Exercise: Look below for the line containing "Find the sky". Write out that line and the rest through the last one, exactly as they appear, but without pictures.

Data provided:
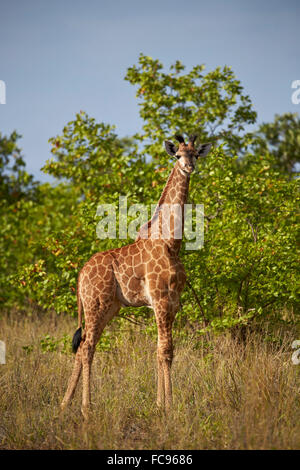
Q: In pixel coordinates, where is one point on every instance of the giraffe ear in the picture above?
(203, 150)
(170, 148)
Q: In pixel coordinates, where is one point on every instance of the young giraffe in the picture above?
(147, 272)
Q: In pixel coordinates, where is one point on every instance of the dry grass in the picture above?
(226, 395)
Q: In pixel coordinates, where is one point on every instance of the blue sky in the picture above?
(60, 57)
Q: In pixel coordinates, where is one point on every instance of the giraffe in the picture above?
(147, 272)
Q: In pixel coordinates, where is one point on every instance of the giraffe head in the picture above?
(186, 154)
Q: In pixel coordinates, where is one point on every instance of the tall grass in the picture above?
(227, 394)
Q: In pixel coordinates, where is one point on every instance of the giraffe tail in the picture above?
(77, 338)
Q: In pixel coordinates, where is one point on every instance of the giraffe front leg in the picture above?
(164, 358)
(160, 384)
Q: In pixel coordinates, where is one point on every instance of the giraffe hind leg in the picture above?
(73, 380)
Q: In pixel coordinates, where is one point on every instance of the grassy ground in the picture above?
(227, 395)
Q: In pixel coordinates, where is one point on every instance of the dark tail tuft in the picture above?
(76, 340)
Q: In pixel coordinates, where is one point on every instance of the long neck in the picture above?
(167, 221)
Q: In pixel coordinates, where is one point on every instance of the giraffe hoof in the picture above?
(86, 413)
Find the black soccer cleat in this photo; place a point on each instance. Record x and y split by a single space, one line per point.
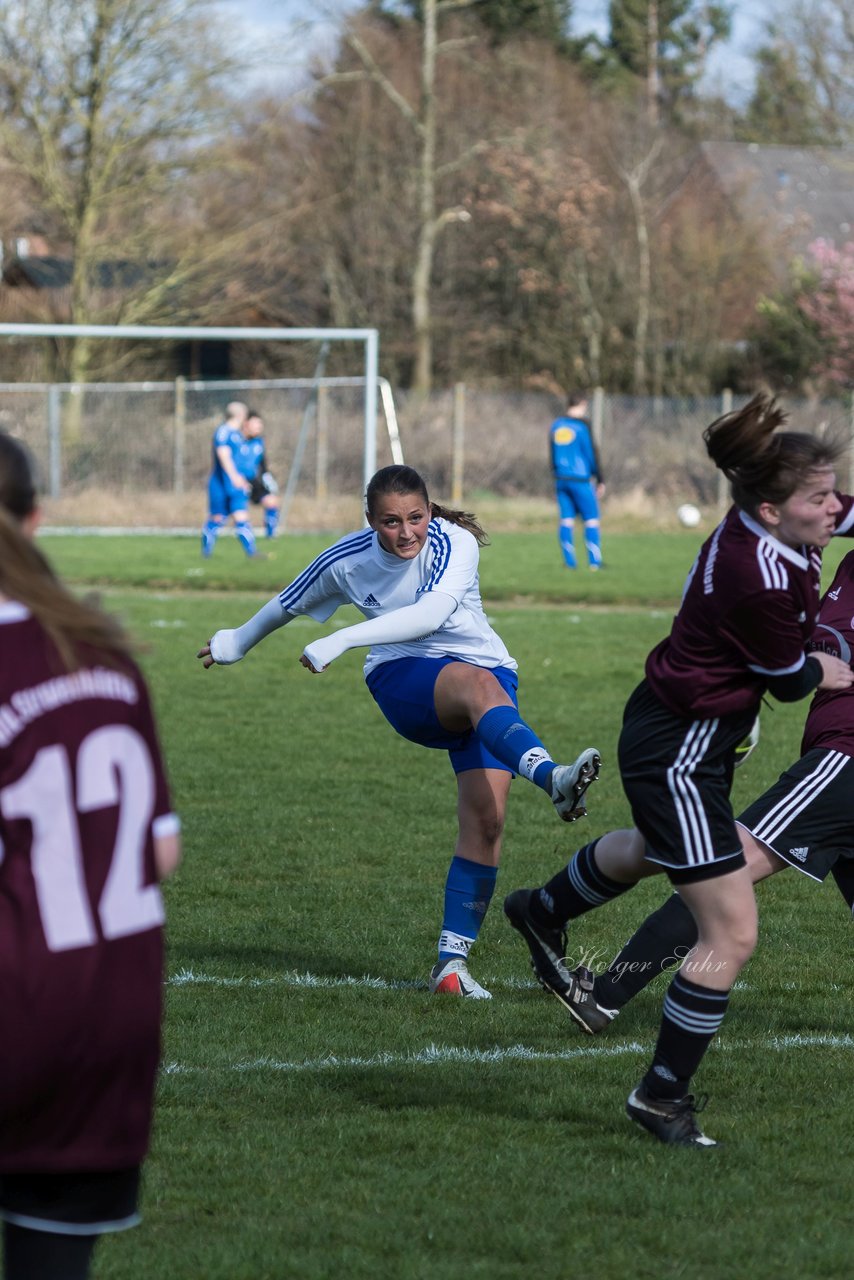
574 988
670 1121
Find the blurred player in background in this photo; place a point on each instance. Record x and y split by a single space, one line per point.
86 832
265 490
748 612
228 487
438 672
804 821
578 480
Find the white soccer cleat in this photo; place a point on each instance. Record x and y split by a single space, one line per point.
452 978
571 781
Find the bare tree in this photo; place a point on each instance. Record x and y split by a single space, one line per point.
100 105
421 119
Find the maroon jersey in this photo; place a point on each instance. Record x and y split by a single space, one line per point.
831 713
748 611
82 792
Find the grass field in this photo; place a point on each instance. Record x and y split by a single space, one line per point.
320 1115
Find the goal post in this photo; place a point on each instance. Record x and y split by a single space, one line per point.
369 338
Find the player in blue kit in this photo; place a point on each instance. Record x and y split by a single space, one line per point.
578 480
748 612
228 488
438 672
265 490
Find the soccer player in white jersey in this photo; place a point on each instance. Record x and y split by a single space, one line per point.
748 611
438 672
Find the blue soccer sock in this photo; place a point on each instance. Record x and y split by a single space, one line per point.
246 535
210 529
567 547
516 745
593 543
467 892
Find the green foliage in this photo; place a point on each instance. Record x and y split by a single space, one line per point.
784 108
684 32
319 1112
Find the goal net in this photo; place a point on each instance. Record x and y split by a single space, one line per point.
141 451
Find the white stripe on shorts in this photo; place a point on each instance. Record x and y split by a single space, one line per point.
800 796
690 813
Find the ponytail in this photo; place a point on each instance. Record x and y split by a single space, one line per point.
762 464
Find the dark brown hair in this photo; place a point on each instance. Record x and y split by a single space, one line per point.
401 480
761 462
73 625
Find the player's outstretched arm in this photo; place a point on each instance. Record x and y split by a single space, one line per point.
411 622
228 647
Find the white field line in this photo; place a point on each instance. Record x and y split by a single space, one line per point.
188 977
439 1055
291 978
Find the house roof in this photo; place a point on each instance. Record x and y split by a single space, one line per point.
800 193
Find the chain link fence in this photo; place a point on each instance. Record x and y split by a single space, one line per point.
140 453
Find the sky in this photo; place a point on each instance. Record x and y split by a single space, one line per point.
296 31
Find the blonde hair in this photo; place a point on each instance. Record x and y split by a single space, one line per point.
73 625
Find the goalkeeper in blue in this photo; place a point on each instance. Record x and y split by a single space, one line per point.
438 672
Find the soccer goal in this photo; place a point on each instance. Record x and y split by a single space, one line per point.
156 435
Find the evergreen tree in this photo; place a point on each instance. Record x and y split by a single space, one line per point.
784 108
663 44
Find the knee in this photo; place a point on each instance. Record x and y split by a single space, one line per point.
736 942
483 830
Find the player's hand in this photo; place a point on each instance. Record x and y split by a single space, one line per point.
835 672
205 654
222 650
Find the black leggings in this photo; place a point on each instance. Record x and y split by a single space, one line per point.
44 1255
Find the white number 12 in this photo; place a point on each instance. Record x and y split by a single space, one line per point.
113 768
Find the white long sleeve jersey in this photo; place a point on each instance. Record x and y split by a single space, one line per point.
357 571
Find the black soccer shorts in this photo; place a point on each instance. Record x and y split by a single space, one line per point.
807 817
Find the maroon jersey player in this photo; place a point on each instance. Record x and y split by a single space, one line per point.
748 611
86 832
805 819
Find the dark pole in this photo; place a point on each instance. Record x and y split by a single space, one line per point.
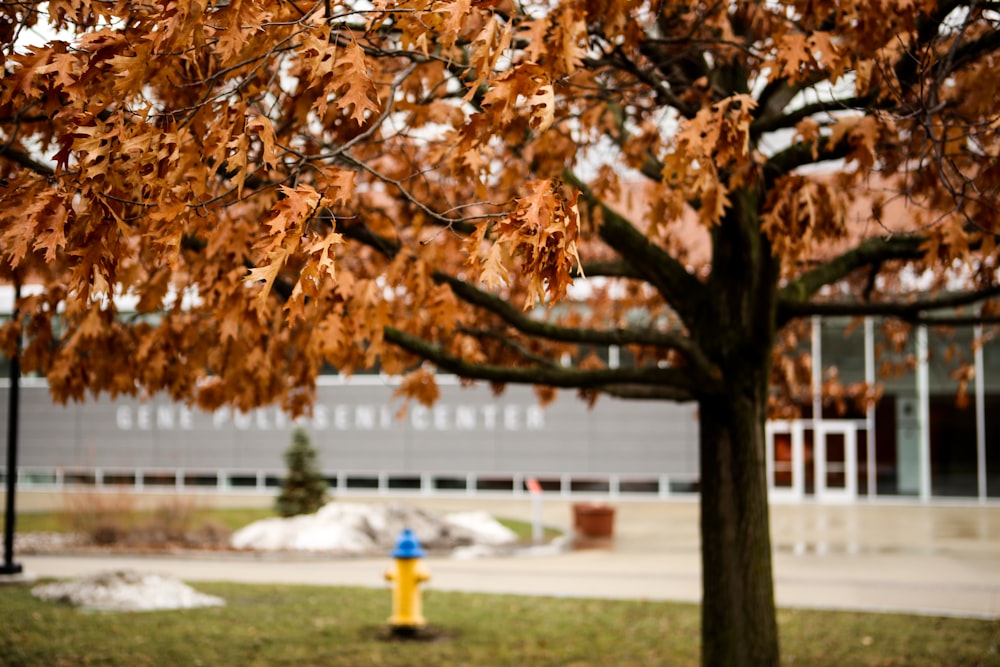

Solution to this exercise:
Find the sky in this photo; place a point on each instance. Record x and y split by a single space, one line per point.
296 31
Find the blonde hair in this photo; place a point on each instance. Record x and y split by a single space, one line per point.
73 625
Find the goalkeeper in blue in this photo; place a point on each instance. Record x and y split by a single space, one line per point.
438 672
Find the soccer goal in this photo; place a point on each instance. Record x and y split by a single space, one line per point.
156 435
Find the evergreen tree in this photo; place a point on each instance. Record x and y split by a single space, one line per point.
784 108
663 44
Find the knee in this photo; place a point on each instance. Record x and y split by a single space, one line per point.
736 942
483 830
Find the player's hand in this photo; place a point on each instance. Record x and y split by a single space, one line per point.
835 672
205 654
222 650
Find the black leggings in this photo; place a point on each instance. Record x and y split by a single space, one line per point.
44 1255
Find the white number 12 in this photo; place a point on each instance. Record x and y split by a single space, one line per point.
113 768
Find the white long sleeve jersey in this photo; place a point on each instance. Record x and y split by a single space, one line per point.
357 571
Find the black soccer shorts in this photo; place a point on each instance. Record x and y split by a single space, one line per point.
807 817
Find the maroon jersey player in this photo; place a point on each instance. Record x and y split by a single space, one line per point.
748 611
86 832
805 819
Find the dark pole in this photo; place a point on each instance. Record x and y split by a single space, one line per point.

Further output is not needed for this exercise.